⟨

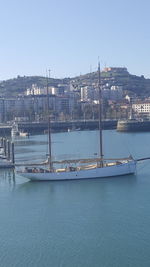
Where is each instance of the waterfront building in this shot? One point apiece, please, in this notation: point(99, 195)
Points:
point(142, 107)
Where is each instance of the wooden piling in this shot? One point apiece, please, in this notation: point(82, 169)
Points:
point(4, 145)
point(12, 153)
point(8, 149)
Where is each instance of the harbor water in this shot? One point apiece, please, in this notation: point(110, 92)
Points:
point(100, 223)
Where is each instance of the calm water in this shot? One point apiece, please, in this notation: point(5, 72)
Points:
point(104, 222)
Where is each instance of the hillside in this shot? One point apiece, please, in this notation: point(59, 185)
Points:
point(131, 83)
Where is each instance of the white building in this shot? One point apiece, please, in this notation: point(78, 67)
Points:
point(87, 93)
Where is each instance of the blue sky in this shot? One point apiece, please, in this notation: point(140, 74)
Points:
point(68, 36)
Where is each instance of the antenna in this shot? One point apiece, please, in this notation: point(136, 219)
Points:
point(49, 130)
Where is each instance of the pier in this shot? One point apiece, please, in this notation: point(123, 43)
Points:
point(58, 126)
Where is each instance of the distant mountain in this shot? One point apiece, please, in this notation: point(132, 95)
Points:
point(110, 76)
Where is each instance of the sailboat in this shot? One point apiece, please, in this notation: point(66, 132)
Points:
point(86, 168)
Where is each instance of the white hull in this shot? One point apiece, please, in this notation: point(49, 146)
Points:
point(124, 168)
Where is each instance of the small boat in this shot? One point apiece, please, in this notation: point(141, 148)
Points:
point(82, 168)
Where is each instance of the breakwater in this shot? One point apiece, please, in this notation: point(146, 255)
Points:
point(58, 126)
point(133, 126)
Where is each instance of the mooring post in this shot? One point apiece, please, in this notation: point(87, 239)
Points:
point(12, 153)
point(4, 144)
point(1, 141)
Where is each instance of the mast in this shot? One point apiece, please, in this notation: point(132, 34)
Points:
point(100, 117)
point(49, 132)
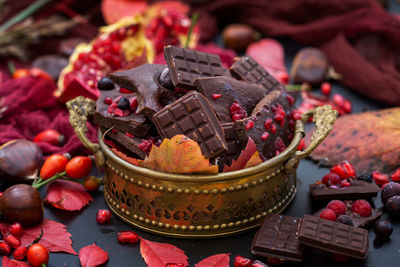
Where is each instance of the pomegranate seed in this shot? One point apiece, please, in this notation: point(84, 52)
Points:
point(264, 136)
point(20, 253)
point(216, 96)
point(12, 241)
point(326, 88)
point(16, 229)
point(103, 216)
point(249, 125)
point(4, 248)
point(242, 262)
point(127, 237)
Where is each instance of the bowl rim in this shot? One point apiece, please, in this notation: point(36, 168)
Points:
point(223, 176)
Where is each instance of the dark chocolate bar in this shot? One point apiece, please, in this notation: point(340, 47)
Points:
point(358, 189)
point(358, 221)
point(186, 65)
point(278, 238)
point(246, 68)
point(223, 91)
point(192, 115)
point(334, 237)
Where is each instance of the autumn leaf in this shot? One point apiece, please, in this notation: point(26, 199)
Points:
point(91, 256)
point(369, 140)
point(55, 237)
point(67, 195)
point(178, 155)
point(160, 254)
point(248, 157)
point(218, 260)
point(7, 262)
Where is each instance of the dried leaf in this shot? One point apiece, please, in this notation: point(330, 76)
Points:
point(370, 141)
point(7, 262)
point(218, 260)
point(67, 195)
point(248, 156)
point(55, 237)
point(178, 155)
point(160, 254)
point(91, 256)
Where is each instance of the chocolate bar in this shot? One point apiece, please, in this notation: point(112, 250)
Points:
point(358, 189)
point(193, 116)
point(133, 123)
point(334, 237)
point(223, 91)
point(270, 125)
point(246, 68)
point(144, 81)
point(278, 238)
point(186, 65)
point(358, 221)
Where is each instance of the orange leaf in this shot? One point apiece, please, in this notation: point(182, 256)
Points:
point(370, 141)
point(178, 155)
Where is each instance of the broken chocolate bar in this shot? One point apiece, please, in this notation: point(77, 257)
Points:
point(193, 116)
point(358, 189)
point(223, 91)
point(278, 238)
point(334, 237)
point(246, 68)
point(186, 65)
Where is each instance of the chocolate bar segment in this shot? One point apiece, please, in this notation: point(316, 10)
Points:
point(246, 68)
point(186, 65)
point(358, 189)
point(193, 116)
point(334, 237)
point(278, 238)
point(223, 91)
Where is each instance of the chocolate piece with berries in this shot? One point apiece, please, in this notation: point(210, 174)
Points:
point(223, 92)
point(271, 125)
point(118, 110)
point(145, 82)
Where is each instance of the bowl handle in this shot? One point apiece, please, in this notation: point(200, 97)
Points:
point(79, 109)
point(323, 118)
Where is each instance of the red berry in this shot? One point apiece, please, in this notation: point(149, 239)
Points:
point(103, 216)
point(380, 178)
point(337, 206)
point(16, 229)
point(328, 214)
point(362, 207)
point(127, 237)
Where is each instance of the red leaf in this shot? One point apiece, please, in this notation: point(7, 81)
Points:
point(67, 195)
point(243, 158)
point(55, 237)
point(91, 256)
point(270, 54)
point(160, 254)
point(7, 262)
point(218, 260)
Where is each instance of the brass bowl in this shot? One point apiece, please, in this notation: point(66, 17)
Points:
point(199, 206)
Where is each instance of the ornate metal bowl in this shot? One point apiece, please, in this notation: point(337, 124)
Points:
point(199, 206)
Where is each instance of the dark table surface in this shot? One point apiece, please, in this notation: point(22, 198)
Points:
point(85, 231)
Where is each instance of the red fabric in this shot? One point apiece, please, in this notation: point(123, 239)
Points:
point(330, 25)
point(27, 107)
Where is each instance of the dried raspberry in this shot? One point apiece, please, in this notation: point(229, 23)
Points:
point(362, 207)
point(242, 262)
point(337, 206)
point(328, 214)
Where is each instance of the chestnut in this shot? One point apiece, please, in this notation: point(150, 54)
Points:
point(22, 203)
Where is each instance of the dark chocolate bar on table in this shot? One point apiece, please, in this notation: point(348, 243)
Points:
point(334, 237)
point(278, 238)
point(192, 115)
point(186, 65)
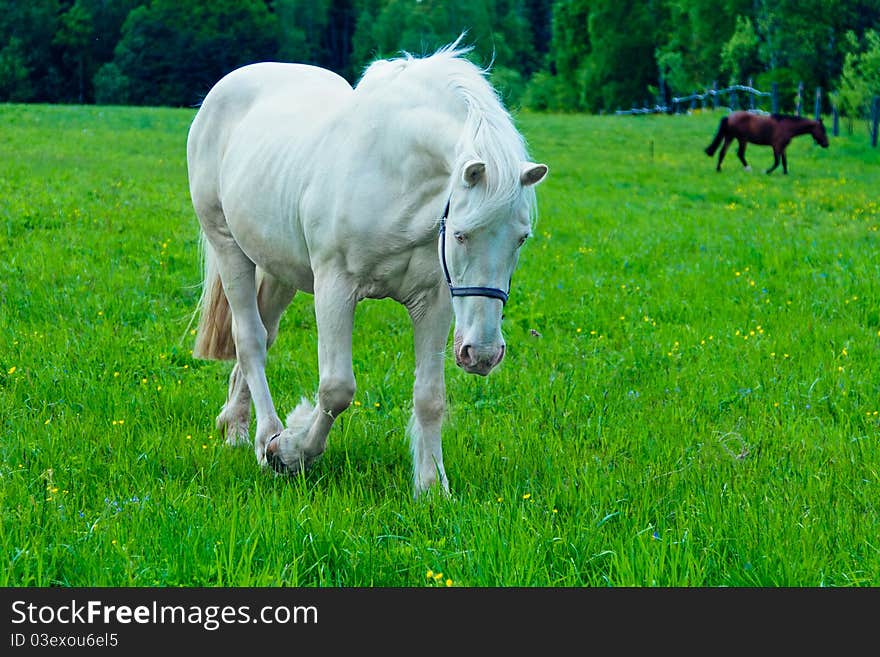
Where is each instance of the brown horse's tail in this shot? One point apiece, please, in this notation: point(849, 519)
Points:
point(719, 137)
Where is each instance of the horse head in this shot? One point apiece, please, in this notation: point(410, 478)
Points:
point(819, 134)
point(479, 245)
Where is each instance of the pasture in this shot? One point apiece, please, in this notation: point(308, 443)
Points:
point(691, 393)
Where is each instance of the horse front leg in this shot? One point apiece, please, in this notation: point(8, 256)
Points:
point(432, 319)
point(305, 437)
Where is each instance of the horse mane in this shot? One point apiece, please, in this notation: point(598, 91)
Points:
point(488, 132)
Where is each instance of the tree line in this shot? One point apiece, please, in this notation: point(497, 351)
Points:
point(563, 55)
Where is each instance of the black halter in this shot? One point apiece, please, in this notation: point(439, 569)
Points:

⟩

(Stated task):
Write every line of the items above as a JSON list of strings, one string per line, and omit blank lines. Leave out the pictures.

(Completed task):
[
  "Where is each instance of the waterfront building in this shot? One point apiece, please, in this notation: point(99, 195)",
  "Points:",
  "point(142, 107)",
  "Where is each instance of the wooden piling in this shot? One point apiece, please, in this notation: point(82, 169)",
  "Points:",
  "point(4, 145)",
  "point(12, 153)",
  "point(8, 149)",
  "Where is each instance of the harbor water in this shot? One point apiece, please, in this notation: point(110, 92)",
  "Points:",
  "point(100, 223)",
  "Where is each instance of the calm water in this shot? One point apiece, please, in this notation: point(5, 72)",
  "Points:",
  "point(104, 222)",
  "Where is each instance of the hillside in this shot? One point apiece, please, in this notation: point(59, 185)",
  "Points:",
  "point(131, 83)",
  "Where is each instance of the white building in this shot? One point apiece, please, in this notation: point(78, 67)",
  "Points:",
  "point(87, 93)",
  "Where is each instance of the blue sky in this shot? One point apiece, please, in this notation: point(140, 74)",
  "Points:",
  "point(68, 36)",
  "Where is each instance of the antenna in this shot? One point apiece, please, in this notation: point(136, 219)",
  "Points:",
  "point(49, 130)",
  "Where is each instance of the pier in this shot? One point apiece, please, in this notation: point(123, 43)",
  "Points:",
  "point(58, 126)",
  "Where is each instance of the distant mountain in this shot? One point apiece, please, in this notation: point(132, 95)",
  "Points:",
  "point(110, 76)",
  "Where is each instance of the sailboat in this shot? One point apiece, please, in this notation: point(66, 132)",
  "Points:",
  "point(86, 168)",
  "Where is each instance of the white hull in this shot? One point apiece, please, in this notation: point(49, 146)",
  "Points:",
  "point(124, 168)",
  "Where is each instance of the small boat in this shot? One point apiece, please, in this notation: point(141, 148)",
  "Points:",
  "point(82, 168)",
  "Where is each instance of the breakwater in this shot? One point apiece, please, in this notation: point(146, 255)",
  "Points:",
  "point(58, 126)",
  "point(133, 126)",
  "Where is each instance of the mooring post in this shot? One point apiece, please, in this notation: point(87, 239)",
  "Points:",
  "point(12, 153)",
  "point(4, 144)",
  "point(1, 141)",
  "Where is each instance of the mast in this shot? One point apiece, please, in this notation: point(132, 34)",
  "Points:",
  "point(100, 117)",
  "point(49, 132)",
  "Where is each instance of the pomegranate seed in this shot? One point apiece, please, in this notation: point(84, 52)",
  "Points:",
  "point(264, 136)",
  "point(20, 253)",
  "point(216, 96)",
  "point(12, 241)",
  "point(326, 88)",
  "point(16, 229)",
  "point(103, 216)",
  "point(249, 125)",
  "point(4, 248)",
  "point(242, 262)",
  "point(127, 237)",
  "Where is each instance of the bowl rim in this shot? One point apiece, please, in this notation: point(36, 168)",
  "Points:",
  "point(223, 176)",
  "Where is each instance of the dark chocolate bar in this shot? One point apiece, please, in this notation: point(340, 47)",
  "Points:",
  "point(358, 189)",
  "point(358, 221)",
  "point(186, 65)",
  "point(278, 238)",
  "point(246, 68)",
  "point(223, 91)",
  "point(192, 115)",
  "point(334, 237)",
  "Where is each instance of the autumn leaf in this shot? One point apiece, please, in this notation: point(26, 199)",
  "Points:",
  "point(91, 256)",
  "point(369, 140)",
  "point(55, 237)",
  "point(67, 195)",
  "point(178, 155)",
  "point(160, 254)",
  "point(248, 157)",
  "point(218, 260)",
  "point(7, 262)",
  "Where is each instance of the dried leaf in this shot? One point apiece, please, in this notation: point(330, 76)",
  "Points:",
  "point(370, 141)",
  "point(7, 262)",
  "point(218, 260)",
  "point(67, 195)",
  "point(248, 156)",
  "point(55, 237)",
  "point(178, 155)",
  "point(160, 254)",
  "point(91, 256)",
  "Where is each instance of the chocolate bar in this shot? One point apiece, please, in this notation: point(112, 250)",
  "Points:",
  "point(358, 189)",
  "point(193, 116)",
  "point(133, 123)",
  "point(334, 237)",
  "point(223, 91)",
  "point(270, 125)",
  "point(246, 68)",
  "point(144, 81)",
  "point(278, 238)",
  "point(186, 65)",
  "point(358, 221)",
  "Where is each instance of the orange leaf in this shot? One point apiece, please, in this notation: point(182, 256)",
  "Points:",
  "point(370, 141)",
  "point(178, 155)",
  "Where is each instance of the broken chocolate bar in this shot? One point apiece, please, in this notation: point(77, 257)",
  "Points:",
  "point(193, 116)",
  "point(358, 189)",
  "point(223, 91)",
  "point(278, 238)",
  "point(334, 237)",
  "point(246, 68)",
  "point(186, 65)",
  "Where is each instance of the chocolate bar segment in this shot? One point apiece, please, in this notation: point(316, 10)",
  "Points:",
  "point(246, 68)",
  "point(186, 65)",
  "point(358, 189)",
  "point(193, 116)",
  "point(334, 237)",
  "point(278, 238)",
  "point(223, 91)",
  "Where is each instance of the chocolate piece with berries in this shot? One point apiece, please, in this notation: point(210, 174)",
  "Points:",
  "point(223, 92)",
  "point(271, 125)",
  "point(118, 110)",
  "point(145, 82)",
  "Where is each instance of the bowl handle in this shot? One point apiece, please, in this notation: point(200, 97)",
  "Points:",
  "point(79, 109)",
  "point(323, 118)",
  "Where is each instance of the red berry in this shot? One point apiece, please, in this notation: point(149, 239)",
  "Points:",
  "point(103, 216)",
  "point(380, 178)",
  "point(337, 206)",
  "point(16, 229)",
  "point(328, 214)",
  "point(362, 207)",
  "point(127, 237)",
  "Where is each instance of the red leaf in this shot? One point apiece, please, in this notation: point(7, 81)",
  "Points:",
  "point(67, 195)",
  "point(243, 158)",
  "point(55, 237)",
  "point(91, 256)",
  "point(270, 54)",
  "point(160, 254)",
  "point(7, 262)",
  "point(218, 260)",
  "Where is each instance of the brass bowl in this shot? One point apiece, please, in this notation: point(66, 17)",
  "Points:",
  "point(199, 206)",
  "Where is each instance of the ornate metal bowl in this shot? One point apiece, please, in this notation: point(337, 124)",
  "Points:",
  "point(199, 206)",
  "Where is each instance of the dark table surface in this shot? One point apiece, please, in this notation: point(22, 198)",
  "Points:",
  "point(85, 231)",
  "Where is each instance of the red fabric in this shot? One point apiece, please, in this notation: point(123, 239)",
  "Points:",
  "point(330, 25)",
  "point(27, 107)",
  "Where is each instance of the dried raspberry in this shot? One point apiece, please, in this notation: point(229, 23)",
  "Points:",
  "point(362, 207)",
  "point(242, 262)",
  "point(337, 206)",
  "point(328, 214)",
  "Where is each instance of the chestnut in this shot? One point apiece, please, in this notation: point(150, 54)",
  "Points:",
  "point(22, 203)",
  "Where is each instance of the dark chocolate bar on table in this shot? One point apiece, please, in this notation: point(348, 243)",
  "Points:",
  "point(334, 237)",
  "point(278, 238)",
  "point(192, 115)",
  "point(186, 65)",
  "Where is each instance of the brown horse's tail in this shot? One point apiece, please, in this notation: point(849, 519)",
  "Points:",
  "point(719, 137)",
  "Where is each instance of the horse head in this shot? One point apiece, please, in this notation: point(410, 478)",
  "Points:",
  "point(819, 134)",
  "point(479, 245)",
  "Where is each instance of the pasture in this shot? One point apiece, please, in this notation: point(308, 443)",
  "Points:",
  "point(691, 393)",
  "Where is each instance of the horse front leg in this shot? One point apiece, please, in this notation: point(8, 256)",
  "Points:",
  "point(432, 319)",
  "point(305, 437)",
  "Where is each instance of the horse mane in this shot? One point apiece, please, in this notation: point(598, 91)",
  "Points:",
  "point(488, 132)",
  "Where is each instance of the tree line in this shot? One point apiece, please, in this notation: point(497, 351)",
  "Points:",
  "point(563, 55)",
  "Where is each instance of the black halter in this shot? One point apiece, please, in this notation: point(439, 569)",
  "Points:"
]